**Texte fourni**
--- --- ---

Tu es constamment dans l’insécurité financière : tu sais jusqu’à quand tu peux toucher le chômage – quoique, le nombre de jours restant t’obliges à faire de savants calculs, sachant qu’il est repoussé à chaque fois que tu retravailles, même quelques jours – mais tu ne sais pas quand, où, et pour combien de temps tu vas retrouver du travail.

Cerise sur le cupcake, tu dois pouvoir justifier ta recherche d’emploi en cas de contrôle aléatoire. Et si tu ne trouves pas assez vite, tu passes au RSA.

De vraies vacances de rêve aux frais de la princesse, hein ?

--- --- ---

**Données fournies**
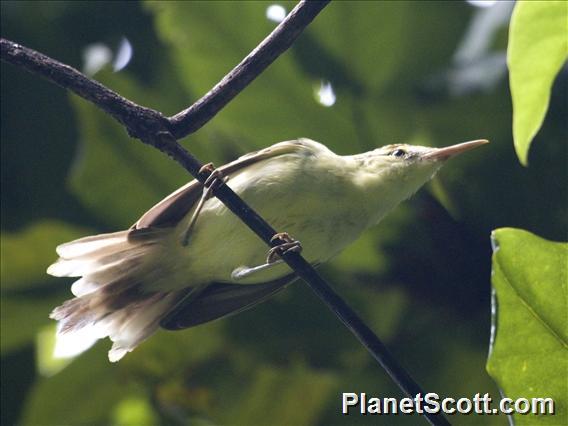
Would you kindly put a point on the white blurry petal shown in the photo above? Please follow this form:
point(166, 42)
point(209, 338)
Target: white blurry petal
point(95, 57)
point(275, 13)
point(325, 94)
point(123, 55)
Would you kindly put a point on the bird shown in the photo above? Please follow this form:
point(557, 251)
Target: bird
point(189, 260)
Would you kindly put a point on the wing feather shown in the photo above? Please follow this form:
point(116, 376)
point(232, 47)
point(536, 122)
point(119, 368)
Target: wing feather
point(175, 206)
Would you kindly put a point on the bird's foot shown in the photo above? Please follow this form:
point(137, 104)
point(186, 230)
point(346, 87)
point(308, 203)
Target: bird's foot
point(214, 179)
point(287, 245)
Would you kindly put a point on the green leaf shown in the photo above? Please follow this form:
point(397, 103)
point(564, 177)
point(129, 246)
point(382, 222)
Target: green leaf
point(276, 393)
point(85, 392)
point(529, 352)
point(26, 254)
point(20, 320)
point(116, 176)
point(538, 47)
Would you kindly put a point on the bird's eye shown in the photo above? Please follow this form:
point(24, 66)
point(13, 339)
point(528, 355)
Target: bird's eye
point(398, 153)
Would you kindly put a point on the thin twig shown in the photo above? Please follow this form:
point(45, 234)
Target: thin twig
point(154, 129)
point(194, 117)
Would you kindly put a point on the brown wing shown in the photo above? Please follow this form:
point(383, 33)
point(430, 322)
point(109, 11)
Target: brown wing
point(219, 300)
point(175, 206)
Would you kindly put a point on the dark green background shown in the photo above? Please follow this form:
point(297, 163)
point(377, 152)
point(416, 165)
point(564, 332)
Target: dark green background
point(421, 279)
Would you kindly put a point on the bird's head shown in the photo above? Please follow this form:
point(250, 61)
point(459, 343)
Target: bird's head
point(395, 172)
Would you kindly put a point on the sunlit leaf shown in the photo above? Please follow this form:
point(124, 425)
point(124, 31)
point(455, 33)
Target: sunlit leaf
point(529, 352)
point(538, 47)
point(26, 254)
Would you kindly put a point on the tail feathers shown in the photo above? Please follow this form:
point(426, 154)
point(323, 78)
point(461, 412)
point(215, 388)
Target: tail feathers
point(112, 299)
point(126, 327)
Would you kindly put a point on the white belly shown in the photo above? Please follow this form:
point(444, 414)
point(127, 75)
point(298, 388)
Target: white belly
point(291, 201)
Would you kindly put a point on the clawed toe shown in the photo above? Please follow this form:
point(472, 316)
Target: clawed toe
point(288, 245)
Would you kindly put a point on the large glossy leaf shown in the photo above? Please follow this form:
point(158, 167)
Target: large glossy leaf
point(529, 350)
point(26, 254)
point(538, 47)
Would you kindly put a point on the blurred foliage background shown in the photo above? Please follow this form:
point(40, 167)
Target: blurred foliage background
point(361, 76)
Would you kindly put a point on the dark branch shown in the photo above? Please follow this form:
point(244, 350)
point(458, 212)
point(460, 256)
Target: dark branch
point(137, 119)
point(194, 117)
point(154, 129)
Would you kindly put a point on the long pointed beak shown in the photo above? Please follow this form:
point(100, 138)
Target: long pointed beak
point(450, 151)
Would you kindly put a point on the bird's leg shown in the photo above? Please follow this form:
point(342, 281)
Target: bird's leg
point(287, 245)
point(213, 181)
point(273, 258)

--- --- ---

**Consigne**
Recopiez intégralement, sans rien y changer, le texte sur l'insécurité financière liée au chômage. Les entrées n'ont aucun rôle dans ce travail.

**Corrigé**
Tu es constamment dans l’insécurité financière : tu sais jusqu’à quand tu peux toucher le chômage – quoique, le nombre de jours restant t’obliges à faire de savants calculs, sachant qu’il est repoussé à chaque fois que tu retravailles, même quelques jours – mais tu ne sais pas quand, où, et pour combien de temps tu vas retrouver du travail.

Cerise sur le cupcake, tu dois pouvoir justifier ta recherche d’emploi en cas de contrôle aléatoire. Et si tu ne trouves pas assez vite, tu passes au RSA.

De vraies vacances de rêve aux frais de la princesse, hein ?